Auftrag 1 |
Führen Sie alle Zwischenüberschriften des Textes zur Probezeit von Auszubildenden auf.
Auftrag 2 |
Wer muss laut dem Text zur Probezeit von Auszubildenden bei jeder Kündigung eines Ausbildungsverhältnisses hinzugezogen werden?
═══ Vorliegender Text ═══
Verlängerte Probezeit für Azubis – ist das möglich?

Für jeden Beschäftigten ist die Probezeit von besonderer Bedeutung. Innerhalb dieser Zeitspanne kann das Arbeitsverhältnis nämlich ohne Einhaltung einer Frist von beiden Seiten gekündigt werden. Beide Seiten – also Arbeitgeber und Arbeitnehmer – sollen so die Möglichkeit erhalten, sich für oder gegen die weitere Zusammenarbeit zu entscheiden.

Die Rechtslage

Auszubildende haben nach dem Berufsbildungsgesetz jedoch eine andere, verkürzte Probezeit von mindestens einen und maximal vier Monaten. Demgegenüber müssen „normale“ Beschäftigte in der Regel mit einer Probezeit von sechs Monaten leben.

Das Problem

Gerade zu Beginn der Ausbildung, in einem völlig neuen Arbeitsumfeld, sind vier Monate eine relativ kurze Zeit, die von Ausbildern und Azubis aktiv genutzt werden muss.

Probleme gibt es immer dann, wenn der Auszubildende während der Probezeit wegen längerer Krankheit fehlt. Das erschwert es dem Unternehmen, sich ein klares Bild zu machen. Oft wollen die Ausbildungsbetriebe kein Risiko eingehen und sprechen daher kurz vor Ablauf der viermonatigen Probezeit lieber eine Kündigung aus – sicherheitshalber. Denn eine Kündigung nach Ablauf der Probezeit ist nur noch unter sehr erschwerten Bedingungen möglich. So kann es passieren, dass der Auszubildende seinen Ausbildungsplatz verliert, obwohl er qualifiziert ist und für seine Erkrankung nichts kann. Abgebrochene Ausbildungsverhältnisse führen zudem auch für die Betriebe zu einem unnötigen Zeitverlust und erheblichen Kosten.

Einige Unternehmen versuchen dieses Dilemma zu umgehen, indem sie im Ausbildungsvertrag eine Verlängerung der Probezeit bei Fehlzeiten vorsehen. Dem Grunde nach nicht zu beanstanden, wie es jetzt höchstrichterlich festgestellt wurde.

Die Entscheidung des Bundesarbeitsgerichts

Das Bundesarbeitsgericht hat entschieden, dass die Probezeit der Azubis im Sonderfall verlängert werden kann. Allerdings ist eine solche Klausel nur zulässig, wenn die Ausbildung für einen erheblichen Zeitraum (z. B. ein Drittel der Probezeit) unterbrochen war. Nicht jeder Fehltag kann also zur Verlängerung der Probezeit führen. Vor dem Hintergrund, dass laut Berufsbildungsbericht 2016 der Bundesregierung, ca. jedes vierte Ausbildungsverhältnis vorzeitig beendet wurde, ist das ein gutes Signal.

Fazit

Wird die Probezeit wegen erheblicher Fehlzeiten des Auszubildenden verlängert, besteht auch nach Ablauf der verlängerten Frist die Möglichkeit, das Ausbildungsverhältnis zeitnah zu beenden. Wichtig ist zudem, dass der Betriebsrat bei jeder Kündigung eines Ausbildungsverhältnisses hinzugezogen werden muss. Geschieht dies nicht, ist die Kündigung unwirksam. Der Auszubildende kann dann auf Fortführung der Ausbildung klagen.

Tipp: Erscheint deinem Betrieb die Probezeit von vorneherein zu kurz, kann ein Praktikum im Vorfeld für beide Seiten eine gute Alternative sein. Dies wird auf die Probezeit nicht angerechnet und sowohl Azubi als auch Ausbilder haben eine längere Kennenlernphase.
═══ Datensätze ═══
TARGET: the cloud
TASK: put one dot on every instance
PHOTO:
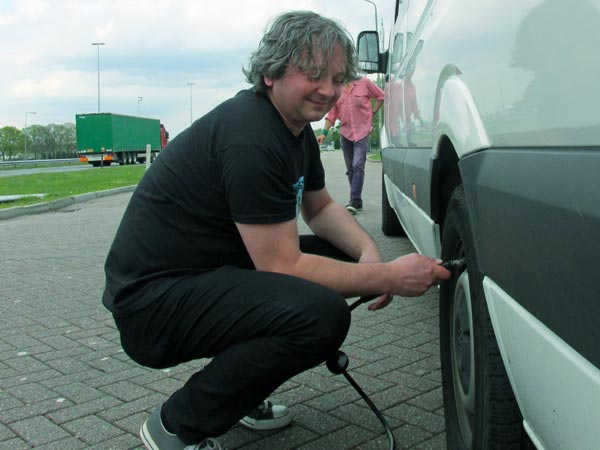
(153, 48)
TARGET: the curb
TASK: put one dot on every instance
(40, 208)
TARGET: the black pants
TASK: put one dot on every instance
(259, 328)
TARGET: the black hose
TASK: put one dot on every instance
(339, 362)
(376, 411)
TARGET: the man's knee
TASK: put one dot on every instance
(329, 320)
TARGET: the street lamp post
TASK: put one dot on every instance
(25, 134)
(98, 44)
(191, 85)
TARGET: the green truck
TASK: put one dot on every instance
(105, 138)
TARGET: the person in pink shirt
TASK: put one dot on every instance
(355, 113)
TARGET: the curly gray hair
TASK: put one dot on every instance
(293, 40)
═══
═══ Datensätze ═══
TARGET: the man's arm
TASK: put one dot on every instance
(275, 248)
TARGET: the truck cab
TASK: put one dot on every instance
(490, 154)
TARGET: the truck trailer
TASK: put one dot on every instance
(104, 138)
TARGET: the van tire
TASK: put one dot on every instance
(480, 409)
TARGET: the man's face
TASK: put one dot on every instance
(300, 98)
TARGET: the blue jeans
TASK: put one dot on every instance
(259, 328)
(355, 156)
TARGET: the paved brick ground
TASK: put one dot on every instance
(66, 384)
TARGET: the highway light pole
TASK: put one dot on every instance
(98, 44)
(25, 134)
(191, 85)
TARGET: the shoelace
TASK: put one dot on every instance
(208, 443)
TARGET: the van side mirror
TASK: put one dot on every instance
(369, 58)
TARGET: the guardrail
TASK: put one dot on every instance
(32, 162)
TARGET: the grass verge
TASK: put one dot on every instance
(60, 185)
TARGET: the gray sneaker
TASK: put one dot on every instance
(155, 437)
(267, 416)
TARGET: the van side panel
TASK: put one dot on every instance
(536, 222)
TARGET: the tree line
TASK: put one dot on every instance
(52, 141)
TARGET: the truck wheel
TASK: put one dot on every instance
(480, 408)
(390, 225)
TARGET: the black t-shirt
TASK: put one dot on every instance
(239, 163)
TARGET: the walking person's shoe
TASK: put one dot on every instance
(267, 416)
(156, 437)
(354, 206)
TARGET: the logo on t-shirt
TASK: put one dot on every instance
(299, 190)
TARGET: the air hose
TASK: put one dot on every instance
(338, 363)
═══
═══ Datensätze ═══
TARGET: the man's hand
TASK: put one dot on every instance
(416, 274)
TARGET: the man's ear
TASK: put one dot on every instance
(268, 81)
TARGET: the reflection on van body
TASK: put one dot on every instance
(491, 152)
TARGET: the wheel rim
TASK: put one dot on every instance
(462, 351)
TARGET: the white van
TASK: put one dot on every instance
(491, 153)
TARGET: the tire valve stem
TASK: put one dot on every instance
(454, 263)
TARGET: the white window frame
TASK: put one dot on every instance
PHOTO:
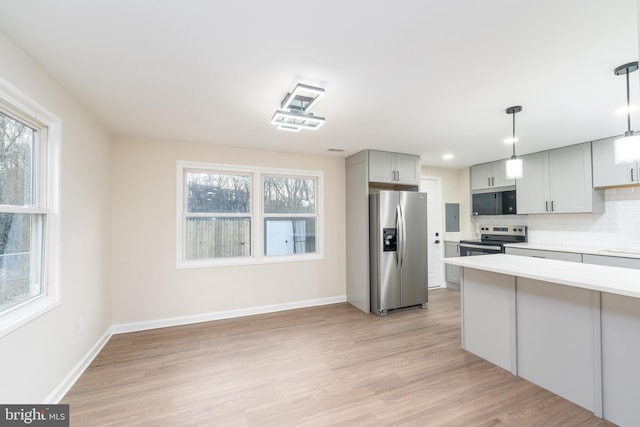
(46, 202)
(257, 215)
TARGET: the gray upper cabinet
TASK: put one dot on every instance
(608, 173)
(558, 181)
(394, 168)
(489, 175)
═══
Aufgabenlösung 1 |
- Die Rechtslage
- Das Problem
- Die Entscheidung des Bundesarbeitsgerichts
- Fazit

Aufgabenlösung 2 |
Der Betriebsrat.